> What is expected:
Reformat the records as a two-column CSV with the headers instruction and points. Each row should hold one text in one quoted field and its answer in the other, with line breaks replaced by spaces. Include only everything from the line containing "window in the photo above." down to the end of the records, and leave out the pictures.

○ ○ ○ ○ ○

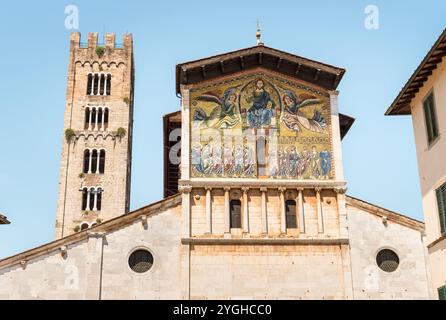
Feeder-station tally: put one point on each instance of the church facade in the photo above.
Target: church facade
(255, 202)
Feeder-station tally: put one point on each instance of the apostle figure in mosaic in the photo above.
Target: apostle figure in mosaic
(197, 162)
(315, 164)
(250, 161)
(325, 158)
(228, 161)
(273, 165)
(294, 119)
(283, 162)
(293, 162)
(217, 162)
(262, 106)
(238, 159)
(206, 157)
(223, 116)
(303, 163)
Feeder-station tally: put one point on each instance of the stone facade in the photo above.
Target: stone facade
(204, 248)
(428, 82)
(92, 134)
(93, 264)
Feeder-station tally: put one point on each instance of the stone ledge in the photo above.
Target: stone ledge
(435, 242)
(264, 241)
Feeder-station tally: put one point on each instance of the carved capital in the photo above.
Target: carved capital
(340, 190)
(185, 189)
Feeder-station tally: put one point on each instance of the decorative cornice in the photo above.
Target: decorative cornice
(185, 189)
(263, 241)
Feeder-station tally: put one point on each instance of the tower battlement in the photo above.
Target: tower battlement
(109, 41)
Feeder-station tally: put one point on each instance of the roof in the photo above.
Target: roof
(318, 73)
(108, 226)
(401, 104)
(4, 220)
(385, 213)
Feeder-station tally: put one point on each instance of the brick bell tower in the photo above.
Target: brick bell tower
(95, 170)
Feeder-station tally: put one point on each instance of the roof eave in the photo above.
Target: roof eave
(312, 70)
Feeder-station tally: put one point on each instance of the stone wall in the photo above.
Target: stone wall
(368, 234)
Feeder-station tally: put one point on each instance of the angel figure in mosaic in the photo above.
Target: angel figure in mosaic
(197, 162)
(206, 157)
(223, 116)
(238, 159)
(273, 166)
(293, 162)
(250, 161)
(315, 164)
(228, 161)
(303, 163)
(294, 119)
(283, 162)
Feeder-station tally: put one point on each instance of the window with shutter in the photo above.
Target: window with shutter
(236, 217)
(441, 201)
(430, 118)
(442, 293)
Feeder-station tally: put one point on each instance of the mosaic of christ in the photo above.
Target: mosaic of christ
(227, 119)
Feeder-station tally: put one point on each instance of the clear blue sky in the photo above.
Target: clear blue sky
(379, 152)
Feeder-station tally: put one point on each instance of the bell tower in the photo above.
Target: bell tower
(94, 183)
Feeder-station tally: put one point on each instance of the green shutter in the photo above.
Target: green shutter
(441, 201)
(442, 293)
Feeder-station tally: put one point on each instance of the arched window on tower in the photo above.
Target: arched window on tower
(102, 161)
(84, 199)
(235, 211)
(101, 84)
(108, 87)
(105, 119)
(100, 115)
(87, 118)
(86, 161)
(96, 84)
(92, 198)
(261, 156)
(99, 199)
(93, 119)
(94, 161)
(290, 211)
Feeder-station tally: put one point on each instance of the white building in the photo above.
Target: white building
(424, 97)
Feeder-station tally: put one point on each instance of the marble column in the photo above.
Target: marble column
(263, 190)
(300, 206)
(245, 210)
(227, 211)
(208, 210)
(320, 218)
(282, 210)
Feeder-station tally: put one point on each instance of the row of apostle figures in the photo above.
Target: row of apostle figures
(244, 158)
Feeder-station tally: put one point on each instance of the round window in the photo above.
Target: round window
(140, 261)
(387, 260)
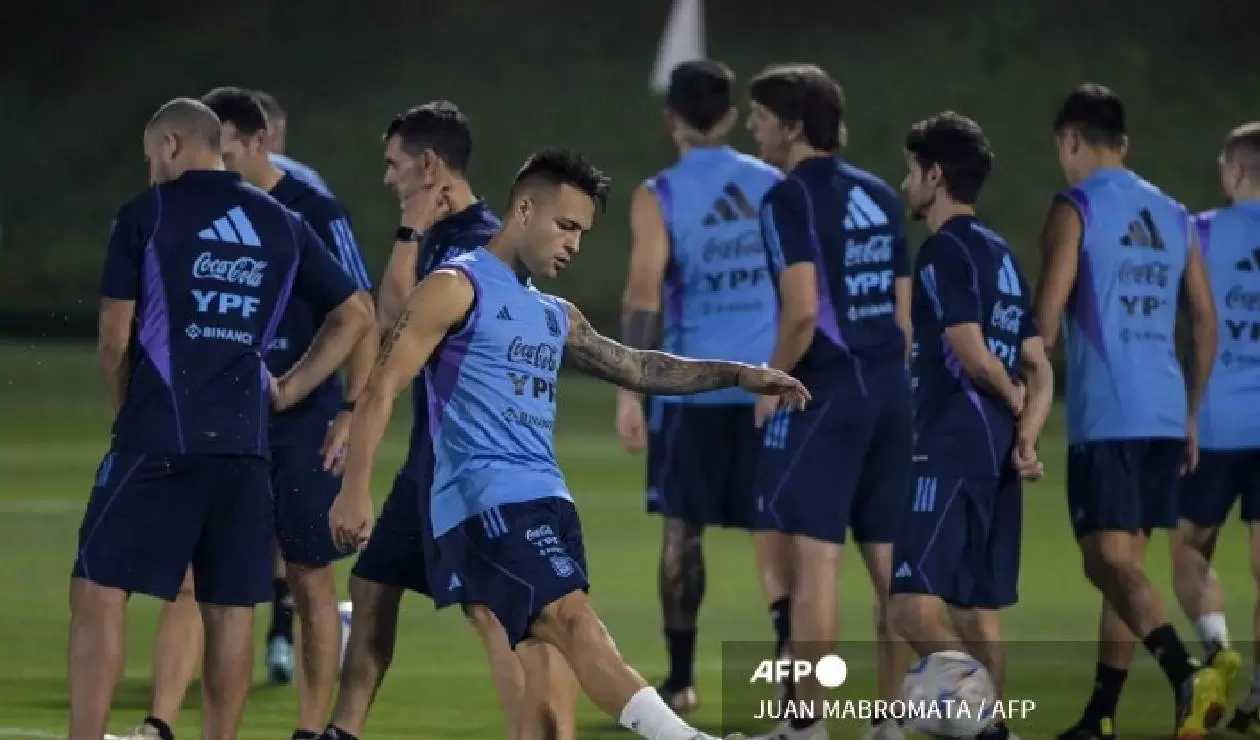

○ ○ ○ ○ ○

> Full response:
instruction,points
"Feeder-station tally: put one point on each instance of the round window in the photo above. Target: round window","(140, 261) (387, 260)"